**Your instructions:** The line with "221V206L630 203L622 211L591", the line with "positive clicks: (266, 184)", and all lines between them in the material below: return these exactly, and no others.
________________
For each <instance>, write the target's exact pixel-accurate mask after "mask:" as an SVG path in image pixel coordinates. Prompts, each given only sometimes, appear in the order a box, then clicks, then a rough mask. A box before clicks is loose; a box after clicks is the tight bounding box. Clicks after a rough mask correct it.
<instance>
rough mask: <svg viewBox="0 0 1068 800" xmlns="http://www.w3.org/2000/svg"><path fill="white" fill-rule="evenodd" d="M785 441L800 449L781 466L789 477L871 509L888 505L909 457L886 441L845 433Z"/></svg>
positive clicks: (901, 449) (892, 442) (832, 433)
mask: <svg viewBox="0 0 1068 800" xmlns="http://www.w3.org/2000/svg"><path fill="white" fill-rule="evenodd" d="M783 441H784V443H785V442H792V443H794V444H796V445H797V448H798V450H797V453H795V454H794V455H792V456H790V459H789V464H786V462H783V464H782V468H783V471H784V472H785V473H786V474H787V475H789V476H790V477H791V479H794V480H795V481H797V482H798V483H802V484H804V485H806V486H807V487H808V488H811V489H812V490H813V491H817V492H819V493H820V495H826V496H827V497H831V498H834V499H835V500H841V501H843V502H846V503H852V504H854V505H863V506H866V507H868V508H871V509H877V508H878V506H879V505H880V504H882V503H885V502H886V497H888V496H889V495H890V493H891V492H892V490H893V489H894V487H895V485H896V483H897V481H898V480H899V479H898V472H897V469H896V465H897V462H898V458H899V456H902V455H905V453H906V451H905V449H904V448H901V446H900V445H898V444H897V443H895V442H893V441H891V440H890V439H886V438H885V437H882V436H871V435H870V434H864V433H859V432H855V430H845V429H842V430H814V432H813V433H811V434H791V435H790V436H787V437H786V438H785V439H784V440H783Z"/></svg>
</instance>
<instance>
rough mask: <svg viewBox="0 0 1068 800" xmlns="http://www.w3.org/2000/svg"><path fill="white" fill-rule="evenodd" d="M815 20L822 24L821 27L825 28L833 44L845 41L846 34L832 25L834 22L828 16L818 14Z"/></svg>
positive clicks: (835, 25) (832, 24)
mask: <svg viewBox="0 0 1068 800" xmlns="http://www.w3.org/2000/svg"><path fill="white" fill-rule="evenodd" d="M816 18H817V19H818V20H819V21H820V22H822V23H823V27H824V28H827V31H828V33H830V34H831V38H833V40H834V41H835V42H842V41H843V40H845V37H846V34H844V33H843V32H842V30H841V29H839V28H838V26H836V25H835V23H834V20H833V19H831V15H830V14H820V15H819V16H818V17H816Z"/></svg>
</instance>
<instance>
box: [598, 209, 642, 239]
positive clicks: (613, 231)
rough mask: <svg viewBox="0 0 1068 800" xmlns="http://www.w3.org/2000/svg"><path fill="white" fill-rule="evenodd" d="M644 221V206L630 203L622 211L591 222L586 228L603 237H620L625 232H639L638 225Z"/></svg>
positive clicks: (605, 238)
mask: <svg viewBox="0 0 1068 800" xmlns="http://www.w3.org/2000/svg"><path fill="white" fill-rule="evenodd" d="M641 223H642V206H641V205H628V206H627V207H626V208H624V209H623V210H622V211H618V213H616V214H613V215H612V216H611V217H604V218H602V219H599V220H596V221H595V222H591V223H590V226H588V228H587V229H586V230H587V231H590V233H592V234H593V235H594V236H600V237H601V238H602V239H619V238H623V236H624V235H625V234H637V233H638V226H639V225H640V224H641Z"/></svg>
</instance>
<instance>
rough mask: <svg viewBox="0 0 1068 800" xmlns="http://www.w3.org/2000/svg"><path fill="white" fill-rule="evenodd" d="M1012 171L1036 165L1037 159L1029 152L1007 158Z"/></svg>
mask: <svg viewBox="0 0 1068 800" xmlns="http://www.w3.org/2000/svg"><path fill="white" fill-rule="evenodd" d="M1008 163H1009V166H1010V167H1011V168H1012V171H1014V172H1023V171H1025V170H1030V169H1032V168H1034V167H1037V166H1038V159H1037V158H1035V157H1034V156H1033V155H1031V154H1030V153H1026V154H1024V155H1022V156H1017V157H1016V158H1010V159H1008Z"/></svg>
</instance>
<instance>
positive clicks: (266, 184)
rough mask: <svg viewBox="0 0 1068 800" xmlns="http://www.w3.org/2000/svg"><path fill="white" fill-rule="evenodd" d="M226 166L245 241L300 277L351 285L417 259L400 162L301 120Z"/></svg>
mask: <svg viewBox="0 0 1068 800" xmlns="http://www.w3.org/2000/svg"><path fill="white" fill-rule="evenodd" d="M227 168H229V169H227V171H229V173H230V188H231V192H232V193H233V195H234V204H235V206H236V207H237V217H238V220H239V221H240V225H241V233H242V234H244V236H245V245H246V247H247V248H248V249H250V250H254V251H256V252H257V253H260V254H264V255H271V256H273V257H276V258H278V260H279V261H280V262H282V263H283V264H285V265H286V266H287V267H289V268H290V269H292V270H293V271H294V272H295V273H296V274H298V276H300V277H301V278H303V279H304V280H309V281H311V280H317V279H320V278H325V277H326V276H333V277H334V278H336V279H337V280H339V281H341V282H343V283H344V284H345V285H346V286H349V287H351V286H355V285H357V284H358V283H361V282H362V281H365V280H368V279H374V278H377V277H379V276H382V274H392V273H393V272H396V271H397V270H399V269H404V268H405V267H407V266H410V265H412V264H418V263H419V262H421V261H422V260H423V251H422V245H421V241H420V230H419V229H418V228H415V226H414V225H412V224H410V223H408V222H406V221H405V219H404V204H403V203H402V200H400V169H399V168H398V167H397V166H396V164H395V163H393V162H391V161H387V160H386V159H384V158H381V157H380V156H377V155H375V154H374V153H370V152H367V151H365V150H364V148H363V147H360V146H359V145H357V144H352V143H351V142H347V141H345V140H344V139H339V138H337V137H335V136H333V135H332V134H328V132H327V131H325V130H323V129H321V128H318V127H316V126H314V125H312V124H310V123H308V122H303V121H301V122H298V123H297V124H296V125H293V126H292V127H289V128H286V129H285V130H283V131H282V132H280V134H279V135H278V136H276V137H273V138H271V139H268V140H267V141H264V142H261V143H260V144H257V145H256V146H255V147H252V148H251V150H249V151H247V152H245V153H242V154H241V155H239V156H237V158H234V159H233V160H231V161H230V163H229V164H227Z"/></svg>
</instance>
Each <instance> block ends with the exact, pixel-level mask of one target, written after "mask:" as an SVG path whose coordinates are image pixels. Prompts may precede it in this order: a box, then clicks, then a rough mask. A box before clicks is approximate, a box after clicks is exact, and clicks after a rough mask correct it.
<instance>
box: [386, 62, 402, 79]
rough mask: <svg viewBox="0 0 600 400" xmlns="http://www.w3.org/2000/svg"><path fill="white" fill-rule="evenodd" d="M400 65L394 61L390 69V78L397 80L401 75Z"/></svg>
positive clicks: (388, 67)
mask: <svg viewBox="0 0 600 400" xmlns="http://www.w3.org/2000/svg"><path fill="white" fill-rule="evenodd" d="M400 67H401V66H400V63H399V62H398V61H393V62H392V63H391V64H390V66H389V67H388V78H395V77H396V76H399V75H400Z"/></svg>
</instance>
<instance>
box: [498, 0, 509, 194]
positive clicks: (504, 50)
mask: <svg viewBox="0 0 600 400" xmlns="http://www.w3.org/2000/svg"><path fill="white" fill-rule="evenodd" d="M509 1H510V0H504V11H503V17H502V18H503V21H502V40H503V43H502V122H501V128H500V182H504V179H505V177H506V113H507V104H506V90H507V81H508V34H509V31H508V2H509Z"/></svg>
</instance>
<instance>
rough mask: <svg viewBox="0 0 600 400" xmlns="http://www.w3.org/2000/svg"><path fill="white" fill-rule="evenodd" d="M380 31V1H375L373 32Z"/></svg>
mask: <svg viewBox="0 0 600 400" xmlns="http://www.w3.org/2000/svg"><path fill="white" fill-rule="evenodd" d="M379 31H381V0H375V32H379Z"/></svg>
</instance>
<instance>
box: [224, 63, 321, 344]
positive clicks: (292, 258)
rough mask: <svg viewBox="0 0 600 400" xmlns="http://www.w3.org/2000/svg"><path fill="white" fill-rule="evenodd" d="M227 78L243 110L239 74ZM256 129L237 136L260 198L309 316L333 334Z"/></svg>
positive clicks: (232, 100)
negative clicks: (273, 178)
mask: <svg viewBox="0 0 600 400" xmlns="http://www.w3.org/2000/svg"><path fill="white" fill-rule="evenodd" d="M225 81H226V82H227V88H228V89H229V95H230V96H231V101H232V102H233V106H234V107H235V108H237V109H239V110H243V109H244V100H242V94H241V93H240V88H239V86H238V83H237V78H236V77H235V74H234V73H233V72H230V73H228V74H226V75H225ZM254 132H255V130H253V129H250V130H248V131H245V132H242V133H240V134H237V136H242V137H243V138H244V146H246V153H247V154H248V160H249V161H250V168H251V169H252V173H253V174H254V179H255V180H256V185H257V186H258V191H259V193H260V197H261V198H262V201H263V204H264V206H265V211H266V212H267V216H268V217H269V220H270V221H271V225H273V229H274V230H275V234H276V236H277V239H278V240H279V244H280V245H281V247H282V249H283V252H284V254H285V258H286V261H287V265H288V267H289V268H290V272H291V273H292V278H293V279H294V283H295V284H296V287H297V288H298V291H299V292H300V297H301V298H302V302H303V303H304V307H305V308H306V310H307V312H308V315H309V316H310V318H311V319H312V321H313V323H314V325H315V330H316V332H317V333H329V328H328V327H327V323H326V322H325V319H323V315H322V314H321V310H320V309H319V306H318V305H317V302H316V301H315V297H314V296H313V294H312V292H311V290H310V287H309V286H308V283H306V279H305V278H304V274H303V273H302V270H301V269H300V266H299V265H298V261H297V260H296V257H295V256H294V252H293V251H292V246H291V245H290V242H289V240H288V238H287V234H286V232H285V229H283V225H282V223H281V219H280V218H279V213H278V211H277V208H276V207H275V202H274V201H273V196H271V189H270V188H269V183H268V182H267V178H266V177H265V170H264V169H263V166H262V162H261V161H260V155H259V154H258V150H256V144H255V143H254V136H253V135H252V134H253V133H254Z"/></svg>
________________
**Solved exercise:**
rough mask: <svg viewBox="0 0 1068 800" xmlns="http://www.w3.org/2000/svg"><path fill="white" fill-rule="evenodd" d="M644 221V206L630 203L622 211L591 222L586 228L603 237H620L625 232H639L638 225Z"/></svg>
positive clicks: (605, 238)
mask: <svg viewBox="0 0 1068 800" xmlns="http://www.w3.org/2000/svg"><path fill="white" fill-rule="evenodd" d="M641 223H642V206H641V205H628V206H627V207H626V208H624V209H623V210H622V211H618V213H616V214H613V215H612V216H611V217H604V218H602V219H599V220H596V221H595V222H591V223H590V226H588V228H587V229H586V230H587V231H590V233H592V234H593V235H594V236H600V237H601V238H602V239H619V238H623V236H624V235H625V234H637V233H638V226H639V225H640V224H641Z"/></svg>
</instance>
<instance>
rough mask: <svg viewBox="0 0 1068 800" xmlns="http://www.w3.org/2000/svg"><path fill="white" fill-rule="evenodd" d="M1012 171L1036 165L1037 159L1029 152L1007 158Z"/></svg>
mask: <svg viewBox="0 0 1068 800" xmlns="http://www.w3.org/2000/svg"><path fill="white" fill-rule="evenodd" d="M1008 163H1009V166H1010V167H1011V168H1012V171H1014V172H1023V171H1025V170H1030V169H1032V168H1034V167H1037V166H1038V159H1037V158H1035V157H1034V156H1033V155H1031V154H1030V153H1026V154H1024V155H1022V156H1017V157H1016V158H1010V159H1008Z"/></svg>
</instance>
<instance>
positive clicks: (266, 184)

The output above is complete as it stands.